--- RECORDS SUPPLIED ---
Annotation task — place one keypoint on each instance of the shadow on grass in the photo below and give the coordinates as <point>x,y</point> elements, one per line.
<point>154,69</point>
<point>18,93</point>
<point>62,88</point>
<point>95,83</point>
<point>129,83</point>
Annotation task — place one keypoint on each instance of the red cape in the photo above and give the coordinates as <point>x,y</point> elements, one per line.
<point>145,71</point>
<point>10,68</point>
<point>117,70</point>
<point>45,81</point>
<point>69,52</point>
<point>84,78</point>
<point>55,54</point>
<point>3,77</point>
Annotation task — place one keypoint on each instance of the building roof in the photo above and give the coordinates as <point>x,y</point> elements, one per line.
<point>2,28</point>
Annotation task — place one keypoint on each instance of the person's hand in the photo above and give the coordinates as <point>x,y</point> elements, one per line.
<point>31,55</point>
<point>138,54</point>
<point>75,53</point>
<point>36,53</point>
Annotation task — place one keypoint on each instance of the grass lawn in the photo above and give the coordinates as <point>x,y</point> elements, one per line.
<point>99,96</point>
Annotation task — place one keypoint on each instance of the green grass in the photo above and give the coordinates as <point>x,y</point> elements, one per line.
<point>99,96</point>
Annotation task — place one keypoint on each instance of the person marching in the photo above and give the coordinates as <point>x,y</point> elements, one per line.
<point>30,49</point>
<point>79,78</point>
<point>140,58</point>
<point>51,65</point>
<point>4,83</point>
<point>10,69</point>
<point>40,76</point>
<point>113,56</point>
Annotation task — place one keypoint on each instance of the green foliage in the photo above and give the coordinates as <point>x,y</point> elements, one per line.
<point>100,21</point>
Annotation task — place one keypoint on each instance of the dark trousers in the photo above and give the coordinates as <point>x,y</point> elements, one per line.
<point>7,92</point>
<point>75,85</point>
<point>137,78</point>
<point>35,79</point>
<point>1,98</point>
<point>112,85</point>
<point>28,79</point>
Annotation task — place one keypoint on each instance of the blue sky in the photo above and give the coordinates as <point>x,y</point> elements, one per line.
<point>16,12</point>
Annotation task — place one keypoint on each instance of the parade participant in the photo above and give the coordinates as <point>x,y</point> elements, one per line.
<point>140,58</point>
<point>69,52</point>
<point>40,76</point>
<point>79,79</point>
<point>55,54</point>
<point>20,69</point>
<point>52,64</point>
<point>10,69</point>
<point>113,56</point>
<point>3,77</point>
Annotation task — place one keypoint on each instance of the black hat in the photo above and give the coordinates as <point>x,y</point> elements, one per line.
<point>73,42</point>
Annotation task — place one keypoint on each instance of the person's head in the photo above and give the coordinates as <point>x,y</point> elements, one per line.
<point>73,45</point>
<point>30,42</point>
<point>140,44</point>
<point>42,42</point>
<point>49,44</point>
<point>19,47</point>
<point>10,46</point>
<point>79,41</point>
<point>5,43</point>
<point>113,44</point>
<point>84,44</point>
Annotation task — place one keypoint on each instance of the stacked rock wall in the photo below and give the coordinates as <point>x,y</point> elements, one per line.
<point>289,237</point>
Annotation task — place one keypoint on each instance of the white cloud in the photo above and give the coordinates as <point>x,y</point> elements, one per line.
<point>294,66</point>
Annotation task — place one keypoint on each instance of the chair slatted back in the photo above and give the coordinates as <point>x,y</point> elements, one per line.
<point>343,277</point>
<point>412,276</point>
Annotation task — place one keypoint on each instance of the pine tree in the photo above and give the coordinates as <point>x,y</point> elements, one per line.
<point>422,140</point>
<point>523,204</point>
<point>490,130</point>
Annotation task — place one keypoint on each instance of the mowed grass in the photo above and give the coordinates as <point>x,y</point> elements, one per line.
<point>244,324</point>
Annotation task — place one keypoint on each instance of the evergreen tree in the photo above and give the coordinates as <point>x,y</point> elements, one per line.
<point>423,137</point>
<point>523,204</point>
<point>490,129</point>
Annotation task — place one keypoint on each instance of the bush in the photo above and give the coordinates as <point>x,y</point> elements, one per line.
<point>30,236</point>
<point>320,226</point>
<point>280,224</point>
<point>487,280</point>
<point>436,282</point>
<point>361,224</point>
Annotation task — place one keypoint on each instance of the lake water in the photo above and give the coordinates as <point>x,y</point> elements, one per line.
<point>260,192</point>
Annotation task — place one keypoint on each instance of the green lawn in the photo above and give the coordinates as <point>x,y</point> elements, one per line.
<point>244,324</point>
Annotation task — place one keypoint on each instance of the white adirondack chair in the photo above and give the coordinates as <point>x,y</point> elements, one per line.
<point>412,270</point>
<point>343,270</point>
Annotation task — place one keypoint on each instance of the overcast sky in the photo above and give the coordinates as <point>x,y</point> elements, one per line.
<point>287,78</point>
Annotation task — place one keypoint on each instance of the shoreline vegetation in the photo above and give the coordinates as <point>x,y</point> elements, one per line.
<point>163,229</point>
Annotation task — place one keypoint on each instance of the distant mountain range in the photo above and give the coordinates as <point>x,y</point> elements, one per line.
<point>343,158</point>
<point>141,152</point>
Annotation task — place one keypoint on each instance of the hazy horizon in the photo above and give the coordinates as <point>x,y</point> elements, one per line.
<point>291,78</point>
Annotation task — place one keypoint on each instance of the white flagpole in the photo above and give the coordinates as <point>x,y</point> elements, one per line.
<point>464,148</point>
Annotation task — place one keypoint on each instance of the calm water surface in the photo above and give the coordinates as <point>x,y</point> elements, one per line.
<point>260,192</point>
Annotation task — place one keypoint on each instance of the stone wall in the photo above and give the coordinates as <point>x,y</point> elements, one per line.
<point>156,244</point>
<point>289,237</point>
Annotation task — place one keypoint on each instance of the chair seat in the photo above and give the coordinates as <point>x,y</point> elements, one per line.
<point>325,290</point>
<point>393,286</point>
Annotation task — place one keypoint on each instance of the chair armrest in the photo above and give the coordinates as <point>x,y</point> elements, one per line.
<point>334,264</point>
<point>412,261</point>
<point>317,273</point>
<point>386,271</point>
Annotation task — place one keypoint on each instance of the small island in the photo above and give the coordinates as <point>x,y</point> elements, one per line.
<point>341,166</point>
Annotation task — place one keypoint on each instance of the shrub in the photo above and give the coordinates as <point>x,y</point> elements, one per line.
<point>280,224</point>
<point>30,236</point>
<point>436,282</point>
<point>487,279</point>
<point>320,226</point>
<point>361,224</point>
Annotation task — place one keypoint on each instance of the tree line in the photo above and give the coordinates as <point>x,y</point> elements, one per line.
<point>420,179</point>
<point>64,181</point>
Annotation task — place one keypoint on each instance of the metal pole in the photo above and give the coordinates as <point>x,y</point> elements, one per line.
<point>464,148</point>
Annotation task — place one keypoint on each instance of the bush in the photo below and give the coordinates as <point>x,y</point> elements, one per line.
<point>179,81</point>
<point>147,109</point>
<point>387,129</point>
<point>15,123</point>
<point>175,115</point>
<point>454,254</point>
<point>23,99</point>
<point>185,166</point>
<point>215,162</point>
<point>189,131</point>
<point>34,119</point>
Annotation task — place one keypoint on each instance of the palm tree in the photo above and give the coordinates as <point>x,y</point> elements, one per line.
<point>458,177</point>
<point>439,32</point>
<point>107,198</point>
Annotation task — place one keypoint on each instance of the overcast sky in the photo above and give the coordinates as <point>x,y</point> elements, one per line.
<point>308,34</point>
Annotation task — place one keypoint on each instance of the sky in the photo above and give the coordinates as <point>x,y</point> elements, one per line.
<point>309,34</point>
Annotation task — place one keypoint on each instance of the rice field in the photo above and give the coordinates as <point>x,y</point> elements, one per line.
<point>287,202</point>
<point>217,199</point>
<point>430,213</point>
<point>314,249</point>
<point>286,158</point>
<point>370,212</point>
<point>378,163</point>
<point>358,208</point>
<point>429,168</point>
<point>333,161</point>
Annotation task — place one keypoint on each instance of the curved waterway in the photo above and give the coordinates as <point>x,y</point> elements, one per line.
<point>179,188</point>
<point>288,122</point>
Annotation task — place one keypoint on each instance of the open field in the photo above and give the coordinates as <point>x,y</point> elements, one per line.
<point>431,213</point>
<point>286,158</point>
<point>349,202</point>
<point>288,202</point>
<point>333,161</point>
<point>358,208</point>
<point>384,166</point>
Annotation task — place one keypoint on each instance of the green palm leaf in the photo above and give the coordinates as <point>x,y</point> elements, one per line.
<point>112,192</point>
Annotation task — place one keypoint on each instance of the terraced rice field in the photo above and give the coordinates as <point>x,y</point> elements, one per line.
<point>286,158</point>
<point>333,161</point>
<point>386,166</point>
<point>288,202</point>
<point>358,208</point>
---
Print exactly, and only, the lines from the line containing "of the open" through the final line of the records, both included.

SOLUTION TO THIS PROBLEM:
Annotation task — place one keypoint on each instance of the open field in the photo above and give the coordinates as <point>x,y</point> elements, one per line.
<point>431,213</point>
<point>286,158</point>
<point>349,202</point>
<point>288,202</point>
<point>333,161</point>
<point>358,208</point>
<point>384,166</point>
Annotation task — place one keypoint on each instance of the green palm leaf in the photo above and give the coordinates as <point>x,y</point> elements, one per line.
<point>112,192</point>
Annotation task — place one keypoint on each instance of the terraced rice field in the photo above and give the coordinates as <point>x,y</point> elements, one per line.
<point>286,158</point>
<point>333,161</point>
<point>386,166</point>
<point>288,202</point>
<point>358,208</point>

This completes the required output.